─── SELECTED TEXT
The Compound Microscope

The compound light microscope is by far the most utilized piece of equipment in the biologist’s tool chest.  While the origins are uncertain, by 1644 primitive versions of this microscope were used to visualize the interior of living tissue. Over the next several decades, the production of light microscope improved vastly and began to have a huge impact on our understanding of the natural world. Robert Hooke’s Micrographia, while not the first publication to illustrate this new knowledge, had a huge impact, in part due to his impressive illustrations showing immaculate detail of tiny insects, such as the flea and ant. Perhaps the biggest breakthrough resulting from early investigations using the microscope was the discovery of microorganisms first reported by Antonie van Leeuwenhoek in 1676.

A compound light microscope uses several mirrors to focus a light source on to the specimen. While these microscopes can be very simple, most biologists use specialized microscopes with features that allow them to control the resolution and contrast by manipulating the mirrors, light intensity and condenser aperture.
──────
─── DATA SECTION
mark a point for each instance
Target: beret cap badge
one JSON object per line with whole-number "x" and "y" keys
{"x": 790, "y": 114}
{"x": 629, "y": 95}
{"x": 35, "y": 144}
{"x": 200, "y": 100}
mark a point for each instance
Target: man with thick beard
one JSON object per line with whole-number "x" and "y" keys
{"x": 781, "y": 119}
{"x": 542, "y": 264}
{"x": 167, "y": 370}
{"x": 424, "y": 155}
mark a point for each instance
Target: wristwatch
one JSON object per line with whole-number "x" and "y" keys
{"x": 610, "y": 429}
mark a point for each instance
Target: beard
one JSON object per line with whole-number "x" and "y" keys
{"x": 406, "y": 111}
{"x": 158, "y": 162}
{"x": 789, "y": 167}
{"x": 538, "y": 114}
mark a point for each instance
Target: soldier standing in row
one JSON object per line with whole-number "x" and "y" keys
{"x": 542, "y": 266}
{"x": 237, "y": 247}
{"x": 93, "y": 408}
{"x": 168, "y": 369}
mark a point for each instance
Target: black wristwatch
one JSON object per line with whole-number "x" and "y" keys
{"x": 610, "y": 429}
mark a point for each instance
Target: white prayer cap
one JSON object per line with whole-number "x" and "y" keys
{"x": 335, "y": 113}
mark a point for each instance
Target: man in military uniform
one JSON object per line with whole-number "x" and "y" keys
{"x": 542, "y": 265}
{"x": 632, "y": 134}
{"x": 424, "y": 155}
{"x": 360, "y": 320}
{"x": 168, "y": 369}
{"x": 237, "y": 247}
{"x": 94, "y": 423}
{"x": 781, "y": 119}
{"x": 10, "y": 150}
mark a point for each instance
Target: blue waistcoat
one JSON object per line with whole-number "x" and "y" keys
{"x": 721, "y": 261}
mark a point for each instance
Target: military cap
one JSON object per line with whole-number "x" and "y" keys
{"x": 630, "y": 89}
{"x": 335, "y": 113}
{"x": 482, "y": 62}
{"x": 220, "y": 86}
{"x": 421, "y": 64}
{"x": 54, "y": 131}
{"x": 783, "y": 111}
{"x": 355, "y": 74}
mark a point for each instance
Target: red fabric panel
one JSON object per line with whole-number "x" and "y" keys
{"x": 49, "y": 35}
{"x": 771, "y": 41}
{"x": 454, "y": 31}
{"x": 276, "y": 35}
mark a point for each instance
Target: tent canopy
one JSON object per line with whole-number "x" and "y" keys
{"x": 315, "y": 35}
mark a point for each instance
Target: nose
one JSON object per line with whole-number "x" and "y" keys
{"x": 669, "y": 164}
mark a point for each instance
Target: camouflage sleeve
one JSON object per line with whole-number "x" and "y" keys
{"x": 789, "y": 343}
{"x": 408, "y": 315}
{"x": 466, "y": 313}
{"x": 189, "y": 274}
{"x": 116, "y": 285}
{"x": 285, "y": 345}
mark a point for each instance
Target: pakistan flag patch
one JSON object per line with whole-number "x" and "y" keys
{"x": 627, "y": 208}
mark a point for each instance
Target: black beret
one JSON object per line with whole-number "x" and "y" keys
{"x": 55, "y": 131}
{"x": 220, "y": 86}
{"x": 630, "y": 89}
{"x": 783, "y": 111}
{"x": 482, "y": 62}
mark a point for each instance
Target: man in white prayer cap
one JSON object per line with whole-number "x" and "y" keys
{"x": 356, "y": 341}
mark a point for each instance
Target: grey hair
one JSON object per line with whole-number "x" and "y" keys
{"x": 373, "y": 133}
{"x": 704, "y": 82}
──────
EXERCISE SET:
[a] Repeat the part of the compound microscope text starting at "A compound light" and ending at "and condenser aperture.".
[b] Carry the compound microscope text on from its last sentence.

RESPONSES FOR EACH TASK:
[a]
A compound light microscope uses several mirrors to focus a light source on to the specimen. While these microscopes can be very simple, most biologists use specialized microscopes with features that allow them to control the resolution and contrast by manipulating the mirrors, light intensity and condenser aperture.

[b]
Setting up the microscope

  1. Clean all of the microscope lenses using lens paper and lens cleaner.
  2. Open the arm of the slide holder and place the slide securely into it.
  3. Turn on the light. Determine where the light intensity control is. Turn it up and down looking through the ocular lenses.
  4. Locate the objective lenses on the revolving nosepiece. Point the lowest objective (usually 4x), toward the specimen. 4x is known as the scanning objective. It is the objective that we use to look at larger specimens under the microscope, or to locate regions of interest prior to switching to a higher objective. 


Visualizing the specimen

  1. With the scanning objective in place, center the specimen directly underneath it. At this point the stage should be all the way down.
  2. While looking through the ocular lenses use the coarse focus adjustment to raise the stage of the microscope until the specimen comes in and out of focus. Continue adjusting until the specimen is clear. If you need help, be sure to ask your instructor.
  3. Once your specimen is clearly in focus, locate the light intensity control and change the light intensity from low to high. 
  4. Turn the revolving nosepiece to the low power (10x) objective. Modern compound microscopes are confocal, meaning they maintain focus from one objective to another. At this point, use the coarse focus knob (and the fine focus knob) to focus the specimen.
  5. Once the specimen is in focus at low power, turn the revolving nosepiece setting the high power (40x) objective. Look at the distance between the lens of the objective and the microscope slide. USE ONLY THE FINE ADJUSTMENT KNOB TO FOCUS SPECIMENS AT HIGH AND OIL IMMERSION POWERS.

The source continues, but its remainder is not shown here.